DIRECTIONS FOR THIS TASK:
List every line of the records below that contains the word "wooden". Case counts, so match it only where the letters appear in that same case.

Excerpts from a detection dataset
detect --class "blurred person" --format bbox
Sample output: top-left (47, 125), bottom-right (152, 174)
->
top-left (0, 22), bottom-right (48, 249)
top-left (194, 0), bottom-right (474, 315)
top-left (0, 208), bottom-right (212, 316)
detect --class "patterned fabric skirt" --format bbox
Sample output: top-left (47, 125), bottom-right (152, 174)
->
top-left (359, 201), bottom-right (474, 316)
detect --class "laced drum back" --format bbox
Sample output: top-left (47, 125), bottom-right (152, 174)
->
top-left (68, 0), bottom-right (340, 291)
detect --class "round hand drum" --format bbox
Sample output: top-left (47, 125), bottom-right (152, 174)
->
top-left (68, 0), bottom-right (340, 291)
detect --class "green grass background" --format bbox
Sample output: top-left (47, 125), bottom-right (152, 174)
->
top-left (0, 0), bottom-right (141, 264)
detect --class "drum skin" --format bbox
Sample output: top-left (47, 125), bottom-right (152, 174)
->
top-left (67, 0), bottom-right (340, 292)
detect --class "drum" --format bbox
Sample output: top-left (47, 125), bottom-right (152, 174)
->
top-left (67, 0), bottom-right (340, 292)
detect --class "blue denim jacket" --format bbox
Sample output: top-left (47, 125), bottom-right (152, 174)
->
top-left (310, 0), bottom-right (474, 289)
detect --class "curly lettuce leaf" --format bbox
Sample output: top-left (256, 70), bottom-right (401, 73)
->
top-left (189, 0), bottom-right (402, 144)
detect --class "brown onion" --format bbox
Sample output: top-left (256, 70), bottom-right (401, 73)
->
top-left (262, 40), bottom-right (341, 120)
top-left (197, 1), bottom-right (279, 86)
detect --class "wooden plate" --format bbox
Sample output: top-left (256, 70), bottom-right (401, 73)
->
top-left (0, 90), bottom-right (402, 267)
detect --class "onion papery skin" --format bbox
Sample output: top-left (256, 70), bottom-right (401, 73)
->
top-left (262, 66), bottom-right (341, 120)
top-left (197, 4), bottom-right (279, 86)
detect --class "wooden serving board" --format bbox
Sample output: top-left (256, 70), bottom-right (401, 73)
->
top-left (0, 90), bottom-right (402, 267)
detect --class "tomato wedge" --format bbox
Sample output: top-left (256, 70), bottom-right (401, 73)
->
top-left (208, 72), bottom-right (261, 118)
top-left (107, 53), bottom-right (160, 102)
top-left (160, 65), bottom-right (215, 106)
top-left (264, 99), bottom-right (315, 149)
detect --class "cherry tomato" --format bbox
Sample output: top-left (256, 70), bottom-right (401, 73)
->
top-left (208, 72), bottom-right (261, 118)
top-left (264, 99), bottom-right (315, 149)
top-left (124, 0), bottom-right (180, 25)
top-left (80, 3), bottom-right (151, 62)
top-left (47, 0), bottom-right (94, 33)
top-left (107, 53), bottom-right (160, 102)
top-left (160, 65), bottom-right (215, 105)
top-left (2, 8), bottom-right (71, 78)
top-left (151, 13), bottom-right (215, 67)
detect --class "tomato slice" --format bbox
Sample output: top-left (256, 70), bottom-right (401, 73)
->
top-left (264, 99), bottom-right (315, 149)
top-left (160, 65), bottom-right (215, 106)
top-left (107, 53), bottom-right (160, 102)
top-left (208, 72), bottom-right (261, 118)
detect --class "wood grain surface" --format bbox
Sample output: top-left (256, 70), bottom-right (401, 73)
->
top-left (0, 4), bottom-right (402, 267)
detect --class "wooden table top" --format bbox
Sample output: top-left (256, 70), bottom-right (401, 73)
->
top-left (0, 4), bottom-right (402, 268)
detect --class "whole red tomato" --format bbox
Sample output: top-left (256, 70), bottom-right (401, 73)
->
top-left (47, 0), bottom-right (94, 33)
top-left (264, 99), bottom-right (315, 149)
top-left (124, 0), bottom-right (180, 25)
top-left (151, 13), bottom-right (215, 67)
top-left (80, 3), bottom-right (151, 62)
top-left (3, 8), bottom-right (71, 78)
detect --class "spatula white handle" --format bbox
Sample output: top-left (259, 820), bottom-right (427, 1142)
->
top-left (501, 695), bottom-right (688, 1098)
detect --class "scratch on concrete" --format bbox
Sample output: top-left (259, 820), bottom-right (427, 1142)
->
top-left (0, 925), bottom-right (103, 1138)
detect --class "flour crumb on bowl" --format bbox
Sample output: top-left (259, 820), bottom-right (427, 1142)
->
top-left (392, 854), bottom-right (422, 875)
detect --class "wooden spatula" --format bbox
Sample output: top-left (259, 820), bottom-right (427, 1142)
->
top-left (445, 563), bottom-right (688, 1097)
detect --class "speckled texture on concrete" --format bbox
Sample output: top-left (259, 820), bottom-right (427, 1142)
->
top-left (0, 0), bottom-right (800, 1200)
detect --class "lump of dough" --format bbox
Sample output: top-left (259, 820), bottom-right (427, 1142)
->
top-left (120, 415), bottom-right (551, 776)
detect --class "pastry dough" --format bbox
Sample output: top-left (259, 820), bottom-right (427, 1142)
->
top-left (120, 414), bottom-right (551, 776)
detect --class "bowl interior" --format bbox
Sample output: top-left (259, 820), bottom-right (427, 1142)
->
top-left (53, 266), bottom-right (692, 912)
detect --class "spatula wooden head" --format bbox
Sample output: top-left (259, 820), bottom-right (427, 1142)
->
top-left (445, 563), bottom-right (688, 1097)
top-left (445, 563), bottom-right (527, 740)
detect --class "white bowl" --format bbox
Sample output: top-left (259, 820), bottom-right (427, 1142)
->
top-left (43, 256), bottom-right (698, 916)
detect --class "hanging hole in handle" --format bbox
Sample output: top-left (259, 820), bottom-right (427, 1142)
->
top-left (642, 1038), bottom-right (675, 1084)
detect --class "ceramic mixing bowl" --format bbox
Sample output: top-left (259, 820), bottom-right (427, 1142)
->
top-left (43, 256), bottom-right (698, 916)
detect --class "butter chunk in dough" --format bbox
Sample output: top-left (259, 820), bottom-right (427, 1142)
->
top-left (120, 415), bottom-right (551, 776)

TASK ANSWER:
detect --class "wooden plate" --format bbox
detect --class "wooden serving board" --format bbox
detect --class "wooden table top" --format bbox
detect --class "wooden spatula" --format bbox
detect --class "spatula wooden head" --format bbox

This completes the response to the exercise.